◆ Texto de estudo
==============================

A tortura policial no Brasil e o Poder Judiciário

É óbvio que a polícia é incapaz de apurar crimes praticados pelos próprios policiais. Diante disso, a quem atribuir tal tarefa se o Judiciário se mantém reticente no reconhecimento de que o poder de investigar é inerente ao poder de fiscalizar?

Renato Barão Varalda

Nos dias 30/11 e 1º/12 de 2000 foi realizado, no Superior Tribunal de Justiça, o Seminário Nacional sobre “A Eficácia da Lei de Tortura”, o qual contou com a participação de inúmeros Procuradores-Gerais de Justiça, Ouvidores da Polícia Civil, Médico-legista, Perito Criminal, Professores de Direitos Humanos e de Direito Penal (Bristol – Inglaterra), membro da Associação de Prevenção de Tortura, Diretor do Penal Reform International – Costa Rica , Coordenador do Núcleo de Estudos da Violência da USP, Procuradora Federal dos Direitos do Cidadão, Assessor da ONU para Direitos Humanos, entre outros.

==============================

(Registros salvos)
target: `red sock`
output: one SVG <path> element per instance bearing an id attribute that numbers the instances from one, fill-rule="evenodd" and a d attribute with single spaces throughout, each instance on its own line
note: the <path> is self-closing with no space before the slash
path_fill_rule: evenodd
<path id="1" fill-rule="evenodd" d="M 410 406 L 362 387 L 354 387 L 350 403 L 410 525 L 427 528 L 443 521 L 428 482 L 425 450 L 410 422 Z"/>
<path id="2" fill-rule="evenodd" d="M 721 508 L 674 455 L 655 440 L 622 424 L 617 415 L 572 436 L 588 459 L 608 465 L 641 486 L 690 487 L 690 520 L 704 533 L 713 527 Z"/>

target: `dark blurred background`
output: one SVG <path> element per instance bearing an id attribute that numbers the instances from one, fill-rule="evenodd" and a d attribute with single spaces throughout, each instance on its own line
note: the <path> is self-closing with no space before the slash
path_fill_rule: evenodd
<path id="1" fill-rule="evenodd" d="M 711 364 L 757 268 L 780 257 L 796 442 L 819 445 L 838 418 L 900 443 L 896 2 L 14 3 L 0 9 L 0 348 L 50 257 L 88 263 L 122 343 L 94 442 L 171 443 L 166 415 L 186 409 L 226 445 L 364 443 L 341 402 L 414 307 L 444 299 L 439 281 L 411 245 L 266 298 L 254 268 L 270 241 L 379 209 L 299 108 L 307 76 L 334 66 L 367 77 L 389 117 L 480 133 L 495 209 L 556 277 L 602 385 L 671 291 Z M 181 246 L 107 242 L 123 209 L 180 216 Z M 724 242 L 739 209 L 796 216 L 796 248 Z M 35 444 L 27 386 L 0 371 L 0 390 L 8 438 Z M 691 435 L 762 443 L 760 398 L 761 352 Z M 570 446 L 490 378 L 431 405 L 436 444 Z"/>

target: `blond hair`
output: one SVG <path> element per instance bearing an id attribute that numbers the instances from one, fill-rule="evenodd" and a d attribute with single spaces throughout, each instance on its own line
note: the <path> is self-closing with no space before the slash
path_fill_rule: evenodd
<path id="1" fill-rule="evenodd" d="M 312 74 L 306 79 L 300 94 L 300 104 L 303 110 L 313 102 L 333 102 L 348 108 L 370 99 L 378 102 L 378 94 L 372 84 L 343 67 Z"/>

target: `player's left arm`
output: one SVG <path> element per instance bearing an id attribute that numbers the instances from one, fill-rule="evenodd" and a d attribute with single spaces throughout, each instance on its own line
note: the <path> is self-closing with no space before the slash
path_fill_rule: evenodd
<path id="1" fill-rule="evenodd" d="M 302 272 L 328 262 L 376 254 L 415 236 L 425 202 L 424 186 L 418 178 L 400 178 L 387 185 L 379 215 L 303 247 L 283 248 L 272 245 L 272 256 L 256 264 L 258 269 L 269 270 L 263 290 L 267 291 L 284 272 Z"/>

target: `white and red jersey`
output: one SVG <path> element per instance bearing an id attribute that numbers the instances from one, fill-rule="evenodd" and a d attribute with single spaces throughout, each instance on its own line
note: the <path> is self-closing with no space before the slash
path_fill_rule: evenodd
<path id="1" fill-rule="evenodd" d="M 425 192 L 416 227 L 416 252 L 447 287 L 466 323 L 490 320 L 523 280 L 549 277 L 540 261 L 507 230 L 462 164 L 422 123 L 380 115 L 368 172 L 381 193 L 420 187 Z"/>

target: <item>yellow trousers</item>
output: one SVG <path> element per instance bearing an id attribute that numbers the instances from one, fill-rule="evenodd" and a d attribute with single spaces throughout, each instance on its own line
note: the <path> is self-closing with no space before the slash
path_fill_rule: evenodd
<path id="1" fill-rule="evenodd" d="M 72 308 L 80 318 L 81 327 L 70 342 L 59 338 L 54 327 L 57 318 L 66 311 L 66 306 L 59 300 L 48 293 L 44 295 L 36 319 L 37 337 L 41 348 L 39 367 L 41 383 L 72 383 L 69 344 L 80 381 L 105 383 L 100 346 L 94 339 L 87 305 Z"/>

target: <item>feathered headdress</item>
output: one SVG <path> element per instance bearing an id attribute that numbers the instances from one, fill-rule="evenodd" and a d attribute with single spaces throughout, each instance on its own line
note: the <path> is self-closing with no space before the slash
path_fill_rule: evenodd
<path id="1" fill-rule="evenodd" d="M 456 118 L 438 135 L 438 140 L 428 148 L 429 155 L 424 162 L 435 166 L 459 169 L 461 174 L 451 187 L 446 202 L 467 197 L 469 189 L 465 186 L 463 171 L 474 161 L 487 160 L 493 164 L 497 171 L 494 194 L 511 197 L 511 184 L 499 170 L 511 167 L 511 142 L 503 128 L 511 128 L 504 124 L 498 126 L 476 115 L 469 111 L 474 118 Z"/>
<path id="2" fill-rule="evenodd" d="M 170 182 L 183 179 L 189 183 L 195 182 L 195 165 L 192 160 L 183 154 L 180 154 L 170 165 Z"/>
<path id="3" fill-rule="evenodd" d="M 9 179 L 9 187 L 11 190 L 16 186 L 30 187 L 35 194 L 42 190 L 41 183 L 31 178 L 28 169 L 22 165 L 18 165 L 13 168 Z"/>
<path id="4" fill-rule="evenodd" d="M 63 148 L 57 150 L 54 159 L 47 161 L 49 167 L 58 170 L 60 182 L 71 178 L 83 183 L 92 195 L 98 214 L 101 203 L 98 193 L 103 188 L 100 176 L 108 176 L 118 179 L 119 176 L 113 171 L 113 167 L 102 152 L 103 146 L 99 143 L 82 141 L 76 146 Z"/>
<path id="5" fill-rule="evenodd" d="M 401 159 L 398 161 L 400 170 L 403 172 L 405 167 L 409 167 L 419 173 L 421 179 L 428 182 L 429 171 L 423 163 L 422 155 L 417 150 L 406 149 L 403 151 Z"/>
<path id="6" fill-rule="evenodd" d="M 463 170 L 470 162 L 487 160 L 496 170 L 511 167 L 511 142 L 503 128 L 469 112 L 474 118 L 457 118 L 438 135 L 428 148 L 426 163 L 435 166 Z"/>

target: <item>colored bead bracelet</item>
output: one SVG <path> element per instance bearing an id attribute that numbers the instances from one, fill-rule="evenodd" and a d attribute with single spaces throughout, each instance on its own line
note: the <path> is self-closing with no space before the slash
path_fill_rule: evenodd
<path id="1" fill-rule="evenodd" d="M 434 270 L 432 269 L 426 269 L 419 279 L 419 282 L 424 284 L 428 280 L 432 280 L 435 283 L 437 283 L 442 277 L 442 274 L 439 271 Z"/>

==============================

◆ Atividades propostas
a. Reescreva o trecho do texto sobre a tortura policial que vai de “É óbvio que” até “poder de fiscalizar?”, inclusive, trocando “policiais” por “agentes de segurança”.
b. Prossiga o texto sobre a tortura policial no Brasil a partir de sua última frase.

◆ Respostas das atividades
a.
É óbvio que a polícia é incapaz de apurar crimes praticados pelos próprios agentes de segurança. Diante disso, a quem atribuir tal tarefa se o Judiciário se mantém reticente no reconhecimento de que o poder de investigar é inerente ao poder de fiscalizar?

b.
A par disso, vale salientar que há no Brasil normas suficientes de proteção às vítimas e de punição do crime de tortura, a saber: Lei 9.807/99 – organização e manutenção de programas especiais de proteção a vítimas e a testemunhas ameaçadas; Lei 9.4555/97 – tipificação do crime de tortura; Decreto 40 de 15/2/91 – convenção contra a tortura e outros tratamentos ou penas cíveis, desumanos e degradantes – ONU; Convenção Interamericana para prevenir e punir a tortura – ratificada pelo Brasil em 20/7/89; princípios constitucionais de proteção aos direitos humanos; art. 1º, III; dignidade da pessoa humana , art. 4º – II; prevalência dos direitos humanos etc.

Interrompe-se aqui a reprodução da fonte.